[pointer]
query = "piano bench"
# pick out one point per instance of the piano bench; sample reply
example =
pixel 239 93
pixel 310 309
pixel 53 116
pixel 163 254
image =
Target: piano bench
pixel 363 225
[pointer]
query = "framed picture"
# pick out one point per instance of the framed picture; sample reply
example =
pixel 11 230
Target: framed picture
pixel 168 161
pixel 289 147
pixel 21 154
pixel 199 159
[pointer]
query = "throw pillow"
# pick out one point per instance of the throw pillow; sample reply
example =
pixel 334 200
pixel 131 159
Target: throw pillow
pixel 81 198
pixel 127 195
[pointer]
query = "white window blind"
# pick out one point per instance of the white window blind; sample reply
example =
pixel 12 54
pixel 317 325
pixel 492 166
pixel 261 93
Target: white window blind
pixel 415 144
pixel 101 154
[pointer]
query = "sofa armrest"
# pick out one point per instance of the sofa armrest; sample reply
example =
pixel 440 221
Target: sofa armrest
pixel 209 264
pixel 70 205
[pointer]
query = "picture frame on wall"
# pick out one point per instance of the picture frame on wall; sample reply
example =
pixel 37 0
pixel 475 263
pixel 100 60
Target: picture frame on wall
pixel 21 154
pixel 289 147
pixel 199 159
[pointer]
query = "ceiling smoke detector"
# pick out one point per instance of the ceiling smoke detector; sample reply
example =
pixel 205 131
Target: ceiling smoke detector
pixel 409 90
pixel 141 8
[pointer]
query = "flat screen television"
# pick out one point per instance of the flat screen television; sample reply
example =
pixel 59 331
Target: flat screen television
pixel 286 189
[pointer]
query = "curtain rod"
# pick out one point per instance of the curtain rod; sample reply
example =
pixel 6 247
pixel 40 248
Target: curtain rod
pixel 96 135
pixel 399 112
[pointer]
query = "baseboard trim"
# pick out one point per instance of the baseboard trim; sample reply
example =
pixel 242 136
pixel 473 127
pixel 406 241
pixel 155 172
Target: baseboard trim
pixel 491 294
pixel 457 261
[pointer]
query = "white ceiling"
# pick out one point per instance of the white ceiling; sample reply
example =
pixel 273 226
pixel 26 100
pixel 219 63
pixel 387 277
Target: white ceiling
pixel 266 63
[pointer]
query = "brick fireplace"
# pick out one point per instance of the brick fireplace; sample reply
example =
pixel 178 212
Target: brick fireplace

**Task:** Would you retype exactly the lines above, from the line with "# pick out one point per instance of the sofa" to the line with "pixel 59 331", with both end lines kept and nothing more?

**Response box:**
# pick out one point per instance of the sofa armrest; sample reply
example =
pixel 440 221
Target: sofa armrest
pixel 209 264
pixel 70 205
[pointer]
query = "picture frame on wall"
# pick out one point per instance of the picture frame on wall; sample reply
example =
pixel 37 0
pixel 475 263
pixel 100 60
Target: picture frame on wall
pixel 21 154
pixel 289 147
pixel 199 159
[pointer]
query = "ceiling smoke detector"
# pick out one point per instance of the ceiling smoke detector; sample reply
example =
pixel 205 131
Target: ceiling smoke detector
pixel 409 90
pixel 141 8
[pointer]
query = "flat screen television"
# pick out one point per instance of the flat screen television; sample reply
example =
pixel 59 331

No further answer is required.